PROBLEM TO WORK ON: What you return must match the data exactly, line for line.
:: EXTRACTED ENTRIES
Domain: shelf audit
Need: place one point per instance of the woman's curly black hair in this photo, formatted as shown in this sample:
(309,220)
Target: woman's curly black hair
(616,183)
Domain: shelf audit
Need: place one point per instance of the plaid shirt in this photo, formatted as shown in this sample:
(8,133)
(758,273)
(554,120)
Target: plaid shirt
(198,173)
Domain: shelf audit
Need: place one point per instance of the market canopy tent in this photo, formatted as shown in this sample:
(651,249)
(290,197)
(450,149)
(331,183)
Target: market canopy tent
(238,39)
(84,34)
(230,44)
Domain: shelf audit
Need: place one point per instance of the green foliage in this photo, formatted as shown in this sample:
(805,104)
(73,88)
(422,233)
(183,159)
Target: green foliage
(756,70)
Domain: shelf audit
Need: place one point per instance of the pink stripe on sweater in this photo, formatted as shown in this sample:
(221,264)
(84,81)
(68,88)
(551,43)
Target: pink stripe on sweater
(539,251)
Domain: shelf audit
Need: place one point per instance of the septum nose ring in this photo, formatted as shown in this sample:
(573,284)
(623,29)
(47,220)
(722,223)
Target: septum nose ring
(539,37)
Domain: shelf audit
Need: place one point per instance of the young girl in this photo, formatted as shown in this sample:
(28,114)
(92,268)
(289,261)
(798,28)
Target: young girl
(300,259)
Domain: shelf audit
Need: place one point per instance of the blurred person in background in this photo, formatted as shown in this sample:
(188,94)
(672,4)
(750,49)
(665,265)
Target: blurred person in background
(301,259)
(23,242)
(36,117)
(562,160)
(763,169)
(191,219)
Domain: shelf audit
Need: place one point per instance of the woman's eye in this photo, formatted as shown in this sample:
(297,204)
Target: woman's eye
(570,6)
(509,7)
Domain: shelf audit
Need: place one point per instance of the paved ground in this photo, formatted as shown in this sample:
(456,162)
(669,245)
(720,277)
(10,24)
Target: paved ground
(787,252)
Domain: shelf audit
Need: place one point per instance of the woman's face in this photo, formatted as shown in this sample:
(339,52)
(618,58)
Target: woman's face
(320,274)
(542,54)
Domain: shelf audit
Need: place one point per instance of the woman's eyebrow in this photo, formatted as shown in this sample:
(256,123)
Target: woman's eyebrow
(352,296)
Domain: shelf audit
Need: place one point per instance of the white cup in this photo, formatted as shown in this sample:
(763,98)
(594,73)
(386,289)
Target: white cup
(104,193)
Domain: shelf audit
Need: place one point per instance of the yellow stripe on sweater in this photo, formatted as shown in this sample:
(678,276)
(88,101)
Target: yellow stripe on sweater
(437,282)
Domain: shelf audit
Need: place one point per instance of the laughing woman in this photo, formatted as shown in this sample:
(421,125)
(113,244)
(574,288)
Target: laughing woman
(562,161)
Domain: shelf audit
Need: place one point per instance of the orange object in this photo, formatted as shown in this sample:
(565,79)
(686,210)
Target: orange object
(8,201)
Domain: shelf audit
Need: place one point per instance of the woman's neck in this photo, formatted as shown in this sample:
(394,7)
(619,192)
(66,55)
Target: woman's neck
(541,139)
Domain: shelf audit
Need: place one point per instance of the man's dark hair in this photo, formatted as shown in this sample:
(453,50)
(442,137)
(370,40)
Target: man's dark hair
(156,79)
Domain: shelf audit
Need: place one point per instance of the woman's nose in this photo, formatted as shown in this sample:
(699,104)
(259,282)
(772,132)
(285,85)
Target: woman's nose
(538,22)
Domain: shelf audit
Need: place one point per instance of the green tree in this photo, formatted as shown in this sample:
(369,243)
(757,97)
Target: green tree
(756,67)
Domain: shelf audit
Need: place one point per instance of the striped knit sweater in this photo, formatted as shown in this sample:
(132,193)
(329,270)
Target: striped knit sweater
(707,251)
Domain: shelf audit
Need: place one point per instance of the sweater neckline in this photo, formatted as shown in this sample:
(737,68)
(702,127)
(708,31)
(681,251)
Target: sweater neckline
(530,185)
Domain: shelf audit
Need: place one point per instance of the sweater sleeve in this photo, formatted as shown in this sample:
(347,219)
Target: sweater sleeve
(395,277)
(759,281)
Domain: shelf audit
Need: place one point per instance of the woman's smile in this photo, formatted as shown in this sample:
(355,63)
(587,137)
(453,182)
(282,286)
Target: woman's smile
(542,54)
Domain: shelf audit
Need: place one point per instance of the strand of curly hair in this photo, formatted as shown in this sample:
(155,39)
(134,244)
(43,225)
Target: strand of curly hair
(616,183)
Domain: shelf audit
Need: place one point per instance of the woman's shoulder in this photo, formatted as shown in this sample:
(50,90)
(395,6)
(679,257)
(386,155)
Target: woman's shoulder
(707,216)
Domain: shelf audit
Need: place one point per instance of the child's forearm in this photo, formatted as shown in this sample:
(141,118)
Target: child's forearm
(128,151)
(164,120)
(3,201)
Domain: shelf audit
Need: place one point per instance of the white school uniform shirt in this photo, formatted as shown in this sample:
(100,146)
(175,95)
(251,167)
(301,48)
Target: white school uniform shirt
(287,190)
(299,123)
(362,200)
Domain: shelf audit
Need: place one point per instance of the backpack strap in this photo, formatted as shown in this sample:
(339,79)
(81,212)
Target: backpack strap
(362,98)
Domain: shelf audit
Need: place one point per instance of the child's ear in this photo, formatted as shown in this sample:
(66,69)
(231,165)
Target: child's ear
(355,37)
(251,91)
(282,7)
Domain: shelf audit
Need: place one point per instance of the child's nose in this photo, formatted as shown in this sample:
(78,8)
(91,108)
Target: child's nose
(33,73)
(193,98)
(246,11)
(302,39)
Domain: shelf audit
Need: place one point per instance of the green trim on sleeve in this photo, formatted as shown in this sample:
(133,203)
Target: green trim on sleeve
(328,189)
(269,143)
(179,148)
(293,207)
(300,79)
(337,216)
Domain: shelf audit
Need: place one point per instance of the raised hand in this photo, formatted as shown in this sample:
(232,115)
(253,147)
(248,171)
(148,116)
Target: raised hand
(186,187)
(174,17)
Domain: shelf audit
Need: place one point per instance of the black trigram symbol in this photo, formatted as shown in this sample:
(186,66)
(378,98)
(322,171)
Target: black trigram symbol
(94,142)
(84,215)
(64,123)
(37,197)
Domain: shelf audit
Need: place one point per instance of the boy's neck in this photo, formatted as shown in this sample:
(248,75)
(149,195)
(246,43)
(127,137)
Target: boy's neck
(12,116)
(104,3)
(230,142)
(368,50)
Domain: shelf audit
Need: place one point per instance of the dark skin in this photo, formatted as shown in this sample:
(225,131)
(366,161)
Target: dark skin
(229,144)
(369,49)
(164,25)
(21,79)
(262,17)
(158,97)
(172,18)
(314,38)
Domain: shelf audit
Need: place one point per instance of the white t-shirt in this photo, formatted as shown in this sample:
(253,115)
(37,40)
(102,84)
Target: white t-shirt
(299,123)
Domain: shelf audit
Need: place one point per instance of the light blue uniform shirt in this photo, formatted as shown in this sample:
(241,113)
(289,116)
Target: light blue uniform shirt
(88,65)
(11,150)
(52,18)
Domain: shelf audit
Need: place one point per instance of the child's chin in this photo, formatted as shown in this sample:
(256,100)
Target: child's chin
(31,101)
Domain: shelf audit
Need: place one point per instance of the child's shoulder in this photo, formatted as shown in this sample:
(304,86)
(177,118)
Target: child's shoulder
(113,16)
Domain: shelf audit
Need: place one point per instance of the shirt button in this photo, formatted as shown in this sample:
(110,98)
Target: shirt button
::::
REPLY TO THE EXERCISE:
Domain: shelf audit
Need: place one point per instance of the woman's curly black hair in this photo, formatted as shown in this sample:
(309,220)
Target: woman's curly black hair
(616,183)
Domain: shelf audit
Need: place one point per instance of the plaid shirt in this photo, formatted as shown in this sample:
(8,133)
(758,273)
(554,120)
Target: plaid shirt
(198,173)
Domain: shelf audit
Need: place one point per instance of the market canopy tent in this photo, formatted as shown in this sample:
(651,249)
(290,197)
(450,149)
(331,183)
Target: market canopy tent
(238,39)
(84,34)
(230,44)
Domain: shelf audit
Need: place one point per instance of the green foliage in this photo, formatted as shown in this sample:
(805,104)
(73,88)
(422,233)
(183,159)
Target: green foliage
(756,70)
Domain: shelf audit
Need: place one point per instance of the pink stripe on sweater in this photo, formatted as shown in this sample:
(221,264)
(84,81)
(68,88)
(551,43)
Target: pink stripe on sweater
(539,251)
Domain: shelf audit
Need: place one point per instance of the septum nose ring in this photo, formatted as shown in this sample:
(573,284)
(623,29)
(47,220)
(722,223)
Target: septum nose ring
(539,37)
Domain: shelf audit
Need: place one point per instance of the young girl in this photo, formatted as shown in this sample:
(28,114)
(92,268)
(289,261)
(798,28)
Target: young girl
(300,259)
Domain: shelf audit
Need: place one point per instance of the blurred person in background in this photo, formatted as shown in this sample:
(188,94)
(672,4)
(750,49)
(665,265)
Target: blurred person in background
(301,259)
(23,242)
(36,117)
(562,160)
(763,169)
(191,219)
Domain: shelf audit
Need: place one point per instance of the woman's eye in this photo, formatted as shown in this sample:
(297,204)
Target: woman's eye
(570,6)
(509,7)
Domain: shelf audit
Need: place one point per instance of the paved ground in this photo, formatted as shown in this sample:
(456,162)
(669,245)
(720,277)
(10,24)
Target: paved ground
(787,252)
Domain: shelf audit
Need: place one point per instance of the woman's face in this photo, formatted as shown in this sample:
(339,52)
(618,58)
Target: woman's face
(320,274)
(542,54)
Domain: shelf audit
Need: place one point per instance of the woman's eyebrow in this photo, formatted as shown in this sample:
(256,123)
Target: woman's eyebrow
(352,296)
Domain: shelf audit
Need: place one point per instance of the white cup in this photo, formatted as shown in this sample:
(763,98)
(594,73)
(386,289)
Target: white cup
(104,193)
Domain: shelf audit
Need: place one point per instance of the yellow stripe on sweater in this photo, formatted as shown in this sample:
(678,276)
(88,101)
Target: yellow stripe on sweater
(437,282)
Domain: shelf audit
Need: place one point per instance of the laughing woman in this photo, formatted as shown in this sample:
(421,125)
(113,244)
(574,288)
Target: laughing woman
(562,161)
Domain: shelf audit
Need: place one point per instance of the orange object in this photo, formatted as shown in this sample:
(565,79)
(686,210)
Target: orange object
(8,201)
Domain: shelf audit
Need: place one point per instance of the woman's neck in this photo, formatted as shown in this sample:
(394,7)
(619,192)
(66,55)
Target: woman's neck
(541,139)
Domain: shelf audit
Need: place one point per instance of the man's dark hair in this photo, formatted as shown in this sample:
(453,50)
(442,137)
(370,40)
Target: man's dark hair
(156,79)
Domain: shelf audit
Need: place one point per instance of the woman's nose in this photo, formatted as shown in this sample:
(699,104)
(259,282)
(772,132)
(285,85)
Target: woman's nose
(538,22)
Domain: shelf audit
Need: place one point per instance of the green tree in this photo, formatted as shown in this sample:
(369,243)
(757,97)
Target: green tree
(756,67)
Domain: shelf audit
Need: place one point per instance of the striped knit sweater in this photo, formatted as shown in this sample:
(132,193)
(329,270)
Target: striped knit sweater
(707,251)
Domain: shelf audit
Need: place one point per instance of the sweater neckline in this photo, formatted as shown in this sample:
(737,68)
(702,127)
(708,31)
(681,251)
Target: sweater neckline
(530,185)
Domain: shelf audit
Need: place one point per instance of the sweater sleeve in this photo, formatted as shown in this sample:
(347,219)
Target: sweater sleeve
(395,277)
(759,281)
Domain: shelf audit
Need: place one point per instance of the woman's smile in this photo, formatted as shown in this sample:
(355,63)
(587,137)
(453,182)
(282,286)
Target: woman's smile
(542,54)
Domain: shelf audit
Need: place one point per instance of the strand of curly hair in this photo, formatted as shown in this sample:
(155,39)
(134,244)
(43,225)
Target: strand of curly hair
(616,183)
Domain: shelf audit
Need: place one point per instance of the woman's shoulder in this photo, formatted as shown in this sample:
(50,90)
(395,6)
(679,257)
(386,155)
Target: woman's shoulder
(707,216)
Domain: shelf audit
Need: place one point per instance of the child's forearm in this photo, formatted as shown in this sample:
(141,118)
Target: child's forearm
(128,151)
(164,120)
(3,201)
Domain: shelf audit
Need: place one point per instance of the white school uniform shirt in this photo, formatted as shown in this sample:
(100,146)
(175,95)
(251,167)
(301,48)
Target: white school uniform shirt
(287,190)
(299,123)
(362,200)
Domain: shelf audit
Need: place one point per instance of the backpack strap in this photo, formatted as shown in this sample:
(339,79)
(81,212)
Target: backpack strap
(362,98)
Domain: shelf audit
Need: place one point per instance of the child's ear in this photo, formatted as shown in this sample:
(66,69)
(231,165)
Target: child's ear
(355,37)
(251,91)
(282,7)
Domain: shelf audit
Need: place one point per instance of the child's nose in this photo, formatted as shown in this sample:
(78,8)
(91,108)
Target: child's nose
(33,73)
(193,98)
(246,11)
(302,39)
Domain: shelf audit
Need: place one point per instance of the green trim on sleeve in this photo, formatted as shown in this sample:
(133,203)
Target: green trim on sleeve
(328,189)
(269,143)
(179,148)
(293,207)
(300,79)
(337,216)
Domain: shelf audit
Need: place one point per instance of the raised hand in this photo, formatted as shown in this sample:
(232,115)
(253,147)
(248,171)
(148,116)
Target: raised hand
(186,187)
(174,17)
Domain: shelf audit
Need: place one point per instance of the black trigram symbol in this photo, formatted as shown in this sample:
(186,66)
(378,98)
(322,171)
Target: black trigram symbol
(94,142)
(84,215)
(64,123)
(37,197)
Domain: shelf audit
Need: place one point per instance of the boy's neck in this photo, formatted as shown in this sample:
(248,75)
(149,195)
(246,43)
(127,137)
Target: boy's neck
(12,116)
(104,3)
(230,142)
(368,50)
Domain: shelf audit
Need: place one point per instance of the dark skin in this photo, formatted as shown in this sample:
(225,131)
(366,161)
Target: dark skin
(229,144)
(369,49)
(164,25)
(21,79)
(262,17)
(158,97)
(172,18)
(314,38)
Domain: shelf audit
Need: place one point per instance of the white t-shirt in this photo, formatted as shown in this sample:
(253,115)
(37,40)
(102,84)
Target: white t-shirt
(299,123)
Domain: shelf audit
Need: place one point per instance of the light blue uniform shirt in this photo, formatted as shown in this sample:
(241,113)
(289,116)
Target: light blue uniform shirt
(88,65)
(11,150)
(52,18)
Domain: shelf audit
Need: place one point per instance of the child's chin in this photo, formatted as shown in this sample:
(256,100)
Target: child's chin
(31,101)
Domain: shelf audit
Need: place one point per instance of the child's shoulder in this photo, formatted as shown in this sample:
(304,86)
(177,118)
Target: child's shoulder
(113,16)
Domain: shelf audit
Need: place one point per instance of the shirt button in this photo, formatted as shown in this sample:
(110,98)
Target: shirt button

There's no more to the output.